╭─ TEXT PASSAGE

The machine provides the motivation for work. It understands the necessity for work. In spite of its will to remain asleep, it also yearns to serve a higher purpose.
We may be surprised to discover that  it is actually the machine which seeks a school. The essential self is too detached, too complacent, for such concerns.
The machine behaves oddly in ordinary life. As we study its patterns of behavior, we discover that these peculiarities are signs of anger and frustration.
It falls into the pursuit of trivia because we rarely allow it to perform its objective function.
As these transformations take place, the machine will also undergo a series of changes. But these changes are not artificial interferences in the machine”s behavior or conditioning. We must not alter this for fear of reversing the transformational process.
If we tamper even slightly with the machine, we may destroy its properties and capabilities as a transformational apparatus. In our observation of the machine, we must not be judgmental or critical, we must strive to achieve impartiality and detachment.
We are not working to change the machine. It must not change artificially if we expect to benefit from its transformational potential. We must realize that in changing the machine directly, we would unknowingly alter the very factors which make transformation possible.
This is exactly the opposite of personal enhancement methods.
As we begin our work, the relation existing between the essential self and the machine is somewhat remote and strained.
The only will that we can actually exert over the machine is the will of attention, but this will weak and so we are continually seduced into identification with the sleep of the machine.

╰─

◆ TASK DETAILS
Please answer these questions from the passage about the machine:
1. Which one seeks a school, the machine or the essential self?
2. What must we strive to achieve in our observation of the machine?
3. Not working to change the machine is the opposite of what methods?

╭─ COLLECTED DATA

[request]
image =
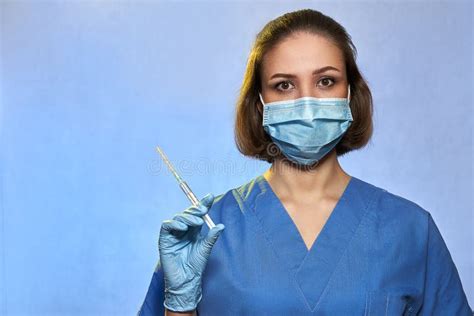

╰─

◆ RESPONSE
1. The machine.
2. Impartiality and detachment.
3. Personal enhancement methods.